● Instructions to follow
Convert the lines starting at the one containing "black mesh grille" and ending at the one containing "[[[222,224],[241,222],[241,191],[169,193],[171,225]]]" into a Markdown table with columns Row and Line. Give each line a row number and leave out blank lines.

● Stored rows
— START —
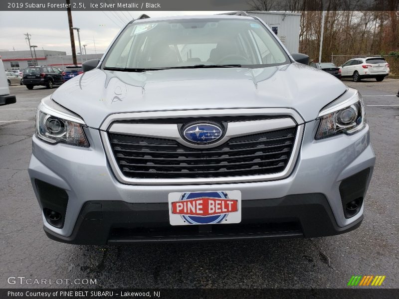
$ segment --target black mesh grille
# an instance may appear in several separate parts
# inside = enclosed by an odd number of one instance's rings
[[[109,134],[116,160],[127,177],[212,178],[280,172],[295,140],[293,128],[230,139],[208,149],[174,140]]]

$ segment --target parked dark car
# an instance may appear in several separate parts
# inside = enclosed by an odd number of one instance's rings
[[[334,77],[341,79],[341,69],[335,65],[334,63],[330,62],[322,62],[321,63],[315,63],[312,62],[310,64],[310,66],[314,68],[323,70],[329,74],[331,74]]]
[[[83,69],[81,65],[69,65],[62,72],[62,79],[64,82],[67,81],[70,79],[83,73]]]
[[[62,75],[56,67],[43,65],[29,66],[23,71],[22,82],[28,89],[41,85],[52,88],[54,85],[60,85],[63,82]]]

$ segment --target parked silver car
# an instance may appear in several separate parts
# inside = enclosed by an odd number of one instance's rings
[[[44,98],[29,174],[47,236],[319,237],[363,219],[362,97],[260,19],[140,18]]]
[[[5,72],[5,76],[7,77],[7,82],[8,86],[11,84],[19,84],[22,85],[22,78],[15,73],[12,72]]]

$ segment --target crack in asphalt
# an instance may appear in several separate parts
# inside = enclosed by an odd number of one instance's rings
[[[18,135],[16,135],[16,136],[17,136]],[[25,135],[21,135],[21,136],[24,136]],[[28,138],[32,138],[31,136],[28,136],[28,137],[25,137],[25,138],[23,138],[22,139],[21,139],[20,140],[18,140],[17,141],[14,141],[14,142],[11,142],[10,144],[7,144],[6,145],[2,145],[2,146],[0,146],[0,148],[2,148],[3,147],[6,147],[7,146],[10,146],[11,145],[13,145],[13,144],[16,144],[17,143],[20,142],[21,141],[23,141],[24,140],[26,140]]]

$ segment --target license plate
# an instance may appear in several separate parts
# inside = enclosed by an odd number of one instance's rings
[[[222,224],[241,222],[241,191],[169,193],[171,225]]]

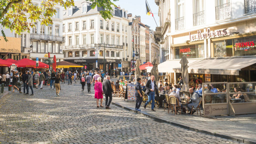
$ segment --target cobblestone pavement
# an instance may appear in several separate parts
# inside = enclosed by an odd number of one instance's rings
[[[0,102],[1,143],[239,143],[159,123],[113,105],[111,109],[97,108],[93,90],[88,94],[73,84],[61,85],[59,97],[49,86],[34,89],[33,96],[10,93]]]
— END —
— START —
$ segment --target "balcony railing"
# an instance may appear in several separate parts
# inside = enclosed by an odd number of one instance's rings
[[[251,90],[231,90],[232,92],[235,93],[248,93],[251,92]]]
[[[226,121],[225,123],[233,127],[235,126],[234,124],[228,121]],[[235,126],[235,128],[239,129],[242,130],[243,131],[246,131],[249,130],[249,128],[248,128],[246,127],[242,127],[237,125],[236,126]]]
— END —
● Solution to this task
| Row | Line |
|---|---|
| 1 | $ segment --target black mesh grille |
| 2 | # an instance may appear in several separate parts |
| 3 | # inside = enclosed by an odd number of one instance's rings |
| 4 | [[[109,134],[116,160],[127,177],[212,178],[280,172],[295,140],[293,128],[230,139],[208,149],[174,140]]] |
| 5 | $ segment --target parked dark car |
| 6 | # an instance may appear in several separate parts |
| 7 | # inside = enclosed by an odd number of one instance's rings |
| 8 | [[[334,77],[341,79],[341,69],[335,65],[334,63],[330,62],[322,62],[321,63],[315,63],[312,62],[310,64],[310,66],[314,68],[323,70],[329,74],[331,74]]] |
| 9 | [[[83,69],[81,65],[69,65],[62,72],[62,79],[64,82],[67,81],[70,79],[83,73]]] |
| 10 | [[[62,75],[56,67],[43,65],[29,66],[23,71],[22,82],[28,89],[41,85],[52,88],[54,85],[60,85],[63,82]]] |
| 11 | $ segment --target parked silver car |
| 12 | # an instance may appear in several separate parts |
| 13 | # inside = enclosed by an odd number of one instance's rings |
| 14 | [[[44,98],[29,174],[47,236],[319,237],[363,219],[362,97],[260,19],[140,18]]] |
| 15 | [[[5,72],[5,76],[7,77],[7,82],[8,86],[11,84],[19,84],[22,85],[22,78],[15,73],[12,72]]] |
| 16 | $ segment --target crack in asphalt |
| 17 | # an instance may appear in several separate parts |
| 18 | # inside = enclosed by an odd number of one instance's rings |
| 19 | [[[18,135],[16,135],[16,136],[17,136]],[[25,135],[21,135],[21,136],[24,136]],[[28,138],[32,138],[31,136],[28,136],[28,137],[25,137],[25,138],[23,138],[22,139],[21,139],[20,140],[18,140],[17,141],[14,141],[14,142],[11,142],[10,144],[7,144],[6,145],[2,145],[2,146],[0,146],[0,148],[2,148],[3,147],[6,147],[7,146],[10,146],[11,145],[13,145],[13,144],[16,144],[17,143],[20,142],[21,141],[23,141],[24,140],[26,140]]] |
| 20 | $ segment --target license plate |
| 21 | # an instance may appear in several separate parts |
| 22 | # inside = enclosed by an odd number of one instance's rings |
| 23 | [[[222,224],[241,222],[241,191],[169,193],[171,225]]] |